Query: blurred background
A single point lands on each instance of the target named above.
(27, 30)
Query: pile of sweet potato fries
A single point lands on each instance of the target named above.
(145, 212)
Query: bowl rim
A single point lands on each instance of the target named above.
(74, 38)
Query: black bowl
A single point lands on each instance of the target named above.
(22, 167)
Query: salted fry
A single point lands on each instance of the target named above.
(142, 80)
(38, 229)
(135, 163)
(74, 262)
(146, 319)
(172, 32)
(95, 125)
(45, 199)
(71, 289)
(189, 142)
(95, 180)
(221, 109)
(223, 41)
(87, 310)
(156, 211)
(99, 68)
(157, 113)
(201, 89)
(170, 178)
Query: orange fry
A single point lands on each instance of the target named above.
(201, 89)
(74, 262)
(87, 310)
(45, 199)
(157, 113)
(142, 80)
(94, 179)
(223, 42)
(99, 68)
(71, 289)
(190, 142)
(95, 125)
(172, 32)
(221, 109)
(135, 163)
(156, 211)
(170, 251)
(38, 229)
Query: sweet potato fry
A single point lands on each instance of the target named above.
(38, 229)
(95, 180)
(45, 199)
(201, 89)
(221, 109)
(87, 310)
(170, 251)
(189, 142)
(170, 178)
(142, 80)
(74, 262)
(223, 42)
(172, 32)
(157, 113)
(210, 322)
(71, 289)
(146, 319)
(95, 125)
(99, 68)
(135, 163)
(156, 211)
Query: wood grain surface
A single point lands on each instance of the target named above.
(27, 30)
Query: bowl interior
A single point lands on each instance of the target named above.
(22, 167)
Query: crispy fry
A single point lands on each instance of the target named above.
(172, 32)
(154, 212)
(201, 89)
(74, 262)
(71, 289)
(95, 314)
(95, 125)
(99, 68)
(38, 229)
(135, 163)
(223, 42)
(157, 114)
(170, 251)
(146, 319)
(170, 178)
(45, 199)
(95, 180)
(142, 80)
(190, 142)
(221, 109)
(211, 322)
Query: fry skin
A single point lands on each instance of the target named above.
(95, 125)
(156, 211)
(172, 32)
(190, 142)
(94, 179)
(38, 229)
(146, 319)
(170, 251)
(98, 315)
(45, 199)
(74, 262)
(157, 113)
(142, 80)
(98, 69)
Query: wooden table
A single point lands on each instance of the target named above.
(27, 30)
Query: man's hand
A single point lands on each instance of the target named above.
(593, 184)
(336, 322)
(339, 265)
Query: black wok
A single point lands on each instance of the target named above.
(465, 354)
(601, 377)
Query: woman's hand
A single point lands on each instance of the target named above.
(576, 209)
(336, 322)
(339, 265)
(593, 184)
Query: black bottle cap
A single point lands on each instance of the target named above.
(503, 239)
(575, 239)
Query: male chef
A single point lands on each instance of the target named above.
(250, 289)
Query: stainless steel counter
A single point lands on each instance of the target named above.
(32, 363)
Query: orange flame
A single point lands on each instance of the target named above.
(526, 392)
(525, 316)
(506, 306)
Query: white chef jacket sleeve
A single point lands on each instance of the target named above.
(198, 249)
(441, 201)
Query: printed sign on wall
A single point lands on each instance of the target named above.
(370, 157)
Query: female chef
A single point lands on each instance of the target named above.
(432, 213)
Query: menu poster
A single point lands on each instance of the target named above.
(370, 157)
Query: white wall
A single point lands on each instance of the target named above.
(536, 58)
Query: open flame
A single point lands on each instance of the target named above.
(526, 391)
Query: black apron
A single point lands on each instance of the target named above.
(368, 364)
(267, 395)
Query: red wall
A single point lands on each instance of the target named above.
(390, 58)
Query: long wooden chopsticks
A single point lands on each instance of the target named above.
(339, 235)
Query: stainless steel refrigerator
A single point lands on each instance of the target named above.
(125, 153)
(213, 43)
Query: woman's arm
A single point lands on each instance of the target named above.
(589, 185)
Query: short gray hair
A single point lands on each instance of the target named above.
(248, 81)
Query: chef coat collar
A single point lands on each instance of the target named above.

..........

REQUIREMENT:
Copy each line above exactly as it stands.

ANSWER AREA:
Query: blurred background
A single point lands on each instance of the target named above.
(27, 30)
Query: pile of sweet potato fries
A single point lands on each instance of the target named above.
(145, 212)
Query: bowl rim
A single point lands on each instance of the target named above.
(74, 38)
Query: black bowl
A single point lands on each instance of the target named above.
(22, 167)
Query: salted fry
A single point lands on each instance of the target named above.
(142, 80)
(38, 229)
(135, 163)
(74, 262)
(146, 319)
(172, 32)
(95, 125)
(45, 199)
(71, 289)
(189, 142)
(95, 180)
(221, 109)
(223, 41)
(87, 310)
(156, 211)
(99, 68)
(157, 113)
(201, 89)
(170, 178)
Query: orange fry
A single point lands on each instance of the target named above.
(201, 89)
(74, 262)
(87, 310)
(45, 199)
(157, 113)
(142, 80)
(94, 179)
(223, 42)
(99, 68)
(71, 289)
(190, 142)
(95, 125)
(172, 32)
(221, 109)
(135, 163)
(156, 211)
(170, 251)
(38, 229)
Query: sweet potato fry
A single point lands on each instance of the target named above.
(38, 229)
(95, 180)
(45, 199)
(201, 89)
(221, 109)
(87, 310)
(170, 251)
(189, 142)
(170, 178)
(142, 80)
(74, 262)
(223, 42)
(172, 32)
(157, 113)
(210, 322)
(71, 289)
(146, 319)
(95, 125)
(99, 68)
(135, 163)
(156, 211)
Query: wood grain surface
A single point lands on each instance of the target named above.
(27, 30)
Query: bowl interior
A single point lands on each instance of the target named above.
(22, 167)
Query: crispy fry
A single point lands on each instance of the target named above.
(172, 32)
(154, 212)
(201, 89)
(74, 262)
(71, 289)
(95, 314)
(95, 125)
(99, 68)
(38, 229)
(135, 163)
(223, 42)
(157, 114)
(170, 251)
(146, 319)
(170, 178)
(45, 199)
(95, 180)
(142, 80)
(190, 142)
(221, 109)
(211, 322)
Query: fry skin
A single point lands on each instance of the target named above.
(95, 125)
(156, 211)
(172, 32)
(190, 142)
(94, 179)
(38, 229)
(146, 319)
(170, 251)
(98, 315)
(45, 199)
(74, 262)
(157, 113)
(142, 80)
(98, 69)
Query: wooden table
A single point lands on each instance of the target named above.
(27, 30)
Query: man's hand
A single point lands on each instance of the target named above.
(593, 184)
(336, 322)
(339, 265)
Query: black wok
A single point lands on each instance of the target named above.
(465, 354)
(601, 377)
Query: woman's hand
A single point lands on each instance of the target named above.
(576, 209)
(336, 322)
(339, 265)
(593, 184)
Query: black bottle cap
A single point lands on each instance of the target named above.
(503, 239)
(575, 239)
Query: male chef
A single point lands on each instance of the target named above.
(250, 289)
Query: stainless steel counter
A single point lands on each instance of the target named above.
(32, 363)
Query: orange flame
A single point lands on each instance of the target named above.
(526, 392)
(525, 316)
(506, 306)
Query: white chef jacket sleeve
A single point lands on each instance of the target named above.
(198, 249)
(441, 201)
Query: printed sign on wall
A single point lands on each instance of the target named above.
(370, 157)
Query: female chef
A single point lands on each instance of the target named above.
(432, 213)
Query: menu poster
A single point lands on each instance of the target named above.
(370, 157)
Query: white wall
A single point lands on each instance of the target named above.
(536, 58)
Query: open flame
A single point lands on each instance of the target named above.
(526, 391)
Query: black apron
A single point lands on each instance of the target named above.
(368, 364)
(267, 395)
Query: red wall
A single point lands on each instance of the target named above.
(390, 58)
Query: long wooden chopsticks
A single point lands on each instance of the target named above.
(339, 235)
Query: stainless steel refrigerator
A single point lands on each instance of the target named above.
(125, 153)
(213, 43)
Query: woman's arm
A single point lands on each instance of the target named above.
(589, 185)
Query: short gray hair
A single point lands on each instance of the target named above.
(248, 81)
Query: chef coat collar
A single point lands on each instance of the target named above.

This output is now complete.